--- SELECTED TEXT ---
☆ ☆ ☆ ☆ ☆

He writes in his memoir Latham Diaries, “Last night, for instance, Jo Fox, one of Carmen Lawrence’s advisers, issued a challenge: to describe Albrechtsen, so heavily loathed by Labor femocrats, as a skanky-ho who must die.
“I didn’t understand what ‘skanky-ho’ meant; it sounded like more American rap rubbish to me. But I can’t say no to a challenge.”
Albrechtsen told the now-defunct Sunday on Channel Nine, “To be honest I didn’t even know what the term meant so I had to after I read it in Hansard I actually did a Google search … I learnt that it meant smelly whore and I was just horrified.”
The statement is hardly surprising, coming from the man who once called John Howard and the Coalition “a conga line of suckholes” for their support of the war in Iraq. Latham went on to use this line as the title of his seventh book.
Senator Bill Heffernan
Senator Bill Heffernan wrongly accused the first openly gay High Court judge, Michael Kirby, of using his Commonwealth vehicle to pick up rent boys in Sydney.

☆ ☆ ☆ ☆ ☆

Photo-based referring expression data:
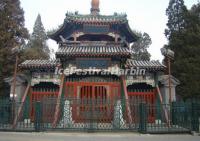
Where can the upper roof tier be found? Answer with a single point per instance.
(94, 23)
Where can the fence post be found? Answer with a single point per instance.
(38, 117)
(195, 122)
(174, 113)
(143, 118)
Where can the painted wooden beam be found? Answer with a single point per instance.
(21, 106)
(57, 109)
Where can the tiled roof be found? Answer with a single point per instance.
(93, 50)
(150, 65)
(116, 18)
(39, 64)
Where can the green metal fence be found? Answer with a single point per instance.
(91, 115)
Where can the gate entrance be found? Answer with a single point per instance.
(95, 101)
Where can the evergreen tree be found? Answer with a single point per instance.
(184, 40)
(12, 34)
(176, 15)
(140, 47)
(37, 42)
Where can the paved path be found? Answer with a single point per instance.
(93, 137)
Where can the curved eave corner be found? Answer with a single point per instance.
(55, 35)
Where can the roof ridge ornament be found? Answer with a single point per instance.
(95, 7)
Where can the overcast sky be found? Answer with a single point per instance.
(143, 15)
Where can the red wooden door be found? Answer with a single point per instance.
(93, 102)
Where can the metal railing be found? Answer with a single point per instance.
(92, 115)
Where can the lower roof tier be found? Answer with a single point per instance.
(87, 51)
(52, 64)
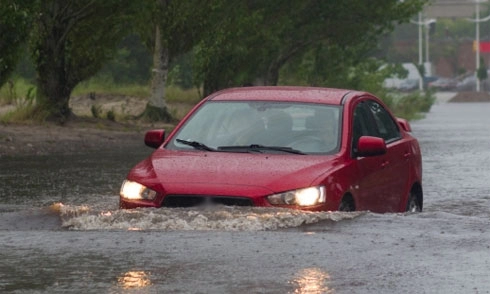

☆ ☆ ☆ ☆ ☆

--- ASSIGNMENT 1 ---
Answer these questions from the passage on political insults, one short answer per question:
(a) What did Jo Fox challenge Latham to describe Albrechtsen as?
(b) On which program did Albrechtsen make her statement?
(c) Whom did Senator Bill Heffernan wrongly accuse?
--- ASSIGNMENT 2 ---
Translate this sentence from the passage on political insults into Spanish: "Latham went on to use this line as the title of his seventh book."
--- ASSIGNMENT 3 ---
Please write out the passage on political insults between "Albrechtsen told the" and "his seventh book.", inclusive.
The lines have no role in any of this.

--- EXERCISE OUTPUT 1 ---
(a) A skanky-ho who must die.
(b) The now-defunct Sunday on Channel Nine.
(c) Michael Kirby, the first openly gay High Court judge.

--- EXERCISE OUTPUT 2 ---
Más tarde, Latham usó esta frase como título de su séptimo libro.

--- EXERCISE OUTPUT 3 ---
Albrechtsen told the now-defunct Sunday on Channel Nine, “To be honest I didn’t even know what the term meant so I had to after I read it in Hansard I actually did a Google search … I learnt that it meant smelly whore and I was just horrified.”
The statement is hardly surprising, coming from the man who once called John Howard and the Coalition “a conga line of suckholes” for their support of the war in Iraq. Latham went on to use this line as the title of his seventh book.